'''

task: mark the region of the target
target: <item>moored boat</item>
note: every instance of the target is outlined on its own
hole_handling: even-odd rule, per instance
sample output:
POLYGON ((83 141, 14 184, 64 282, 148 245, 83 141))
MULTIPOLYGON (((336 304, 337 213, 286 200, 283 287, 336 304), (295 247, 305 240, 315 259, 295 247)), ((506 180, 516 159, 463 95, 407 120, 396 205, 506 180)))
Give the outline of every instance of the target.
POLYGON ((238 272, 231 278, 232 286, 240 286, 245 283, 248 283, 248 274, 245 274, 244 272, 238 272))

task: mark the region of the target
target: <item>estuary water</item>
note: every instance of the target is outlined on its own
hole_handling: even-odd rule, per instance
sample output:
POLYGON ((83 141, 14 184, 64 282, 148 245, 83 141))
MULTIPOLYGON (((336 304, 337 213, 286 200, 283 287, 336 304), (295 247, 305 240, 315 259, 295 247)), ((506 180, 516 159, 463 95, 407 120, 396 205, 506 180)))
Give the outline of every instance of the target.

'''

• **Tâche à réaliser**
Recopiez à l'identique, ligne par ligne, l'intégralité du matériel ci-dessus, sans rien modifier ni omettre.

• **Réponse complète**
task: mark the region of the target
target: <item>moored boat</item>
note: every instance of the target is outlined on its own
hole_handling: even-odd rule, per instance
sample output:
POLYGON ((83 141, 14 184, 64 282, 148 245, 83 141))
MULTIPOLYGON (((336 304, 337 213, 286 200, 283 287, 336 304), (295 247, 305 240, 315 259, 295 247)), ((506 180, 516 159, 463 95, 407 120, 396 205, 506 180)))
Give the outline of every instance of the target.
POLYGON ((238 272, 231 278, 232 286, 240 286, 245 283, 248 283, 248 274, 245 274, 244 272, 238 272))

task: mark the region of the target
target: <item>estuary water</item>
note: every instance of the target is outlined on its own
hole_handling: even-odd rule, per instance
sample output:
POLYGON ((83 141, 14 184, 64 282, 148 245, 83 141))
MULTIPOLYGON (((336 304, 337 213, 286 200, 283 287, 336 304), (295 247, 305 240, 315 259, 295 247)), ((506 180, 516 159, 463 95, 407 120, 396 205, 506 180)))
Give the outline of every instance of the target.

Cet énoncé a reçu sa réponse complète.